▶ **Stored data**
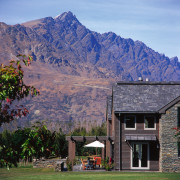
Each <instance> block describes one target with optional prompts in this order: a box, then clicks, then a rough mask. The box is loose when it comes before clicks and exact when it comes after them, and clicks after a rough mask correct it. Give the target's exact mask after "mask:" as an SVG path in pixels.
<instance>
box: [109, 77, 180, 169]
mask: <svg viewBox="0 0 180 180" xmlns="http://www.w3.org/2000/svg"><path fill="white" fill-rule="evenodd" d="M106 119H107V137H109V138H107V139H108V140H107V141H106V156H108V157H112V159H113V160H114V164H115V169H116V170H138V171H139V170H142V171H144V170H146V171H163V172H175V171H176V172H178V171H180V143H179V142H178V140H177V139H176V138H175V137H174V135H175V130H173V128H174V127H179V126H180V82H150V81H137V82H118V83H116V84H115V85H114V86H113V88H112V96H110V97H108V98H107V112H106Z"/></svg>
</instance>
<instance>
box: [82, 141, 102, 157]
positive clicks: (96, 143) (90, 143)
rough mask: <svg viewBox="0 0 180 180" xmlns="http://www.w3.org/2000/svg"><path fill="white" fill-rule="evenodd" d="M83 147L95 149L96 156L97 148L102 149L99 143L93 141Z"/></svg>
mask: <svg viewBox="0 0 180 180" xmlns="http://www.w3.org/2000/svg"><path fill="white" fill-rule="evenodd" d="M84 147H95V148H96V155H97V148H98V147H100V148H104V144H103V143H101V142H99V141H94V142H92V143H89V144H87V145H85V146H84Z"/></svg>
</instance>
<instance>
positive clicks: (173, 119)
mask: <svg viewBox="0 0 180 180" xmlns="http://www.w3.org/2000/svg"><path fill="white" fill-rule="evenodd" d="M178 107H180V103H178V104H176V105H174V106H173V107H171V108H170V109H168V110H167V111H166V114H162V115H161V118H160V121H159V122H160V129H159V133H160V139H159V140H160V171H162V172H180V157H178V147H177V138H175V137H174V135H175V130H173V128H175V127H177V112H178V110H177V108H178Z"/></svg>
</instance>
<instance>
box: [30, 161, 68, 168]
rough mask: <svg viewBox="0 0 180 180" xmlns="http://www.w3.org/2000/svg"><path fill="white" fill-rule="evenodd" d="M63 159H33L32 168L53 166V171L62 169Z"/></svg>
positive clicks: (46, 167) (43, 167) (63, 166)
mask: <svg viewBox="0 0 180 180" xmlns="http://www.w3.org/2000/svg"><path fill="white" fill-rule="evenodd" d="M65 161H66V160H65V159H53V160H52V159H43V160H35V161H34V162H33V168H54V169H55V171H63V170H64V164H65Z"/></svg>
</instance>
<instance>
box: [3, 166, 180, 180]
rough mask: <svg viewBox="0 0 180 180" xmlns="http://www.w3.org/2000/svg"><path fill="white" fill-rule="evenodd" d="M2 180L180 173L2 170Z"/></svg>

▶ **Exercise**
Turn the records, from their start through the line containing "box: [109, 77, 180, 169]" (that line included), into a numbered list with one line per item. Skip blank lines and leave out the pictures.

▶ **Result**
1. Each <instance> block describes one target with optional prompts in this order: a box, then clicks, then a rough mask. The box is loose when it comes before clicks and exact when it comes after them, and clicks after a rough mask correct it. Give the target's exact mask after "mask:" as an SVG path in pixels.
2. <instance>
3. box: [109, 77, 180, 169]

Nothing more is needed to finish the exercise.